[Rows excerpted from a collection]
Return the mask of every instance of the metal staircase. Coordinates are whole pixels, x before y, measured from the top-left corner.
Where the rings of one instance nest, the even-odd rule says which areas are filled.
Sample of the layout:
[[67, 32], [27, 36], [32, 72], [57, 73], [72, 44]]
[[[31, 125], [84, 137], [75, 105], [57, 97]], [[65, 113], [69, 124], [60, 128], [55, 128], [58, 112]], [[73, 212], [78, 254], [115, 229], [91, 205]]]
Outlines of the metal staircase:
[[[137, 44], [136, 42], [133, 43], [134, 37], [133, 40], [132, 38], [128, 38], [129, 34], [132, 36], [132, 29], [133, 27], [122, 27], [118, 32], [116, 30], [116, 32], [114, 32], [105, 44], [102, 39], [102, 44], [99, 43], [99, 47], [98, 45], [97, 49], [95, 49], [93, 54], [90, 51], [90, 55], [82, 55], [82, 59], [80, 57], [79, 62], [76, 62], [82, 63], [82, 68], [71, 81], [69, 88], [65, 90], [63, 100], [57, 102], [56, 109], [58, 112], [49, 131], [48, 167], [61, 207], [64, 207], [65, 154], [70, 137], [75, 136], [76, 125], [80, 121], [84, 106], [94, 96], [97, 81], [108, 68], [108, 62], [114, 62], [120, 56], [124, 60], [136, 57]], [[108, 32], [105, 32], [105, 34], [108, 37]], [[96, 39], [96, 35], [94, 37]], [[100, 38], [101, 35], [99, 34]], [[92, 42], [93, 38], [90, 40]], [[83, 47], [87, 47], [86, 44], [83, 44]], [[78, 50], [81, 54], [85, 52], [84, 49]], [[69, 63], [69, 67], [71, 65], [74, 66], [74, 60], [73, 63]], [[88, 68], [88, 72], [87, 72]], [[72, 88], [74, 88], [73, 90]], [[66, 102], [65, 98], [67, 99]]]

* * *

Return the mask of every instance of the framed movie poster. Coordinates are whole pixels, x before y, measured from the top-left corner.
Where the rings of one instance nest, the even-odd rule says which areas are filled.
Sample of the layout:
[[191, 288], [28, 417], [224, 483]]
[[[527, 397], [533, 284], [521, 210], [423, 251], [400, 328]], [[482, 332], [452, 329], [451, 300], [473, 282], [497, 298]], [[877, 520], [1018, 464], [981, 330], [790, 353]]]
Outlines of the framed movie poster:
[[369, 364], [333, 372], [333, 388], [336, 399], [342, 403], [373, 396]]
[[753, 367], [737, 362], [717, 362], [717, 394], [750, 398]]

## AIM
Set down again, without any change, the lines from the one containing "Return the mask of every instance of the framed" up to and including the one containing "[[753, 367], [737, 362], [717, 362], [717, 394], [750, 398]]".

## TASK SOLUTION
Return the mask of every instance of the framed movie poster. Coordinates are whole pixels, x before y, measured from the top-left corner.
Where the rings of one instance nest, the even-odd rule says which areas are filled.
Sample of the layout:
[[191, 288], [28, 417], [224, 483]]
[[[527, 397], [533, 284], [521, 210], [423, 251], [400, 328]], [[482, 332], [452, 329], [451, 300], [473, 282], [497, 298]], [[877, 520], [1018, 464], [981, 330], [790, 353]]]
Outlines of the framed movie poster:
[[369, 364], [333, 372], [333, 388], [336, 399], [342, 403], [373, 396]]
[[753, 367], [737, 362], [717, 362], [717, 394], [750, 398]]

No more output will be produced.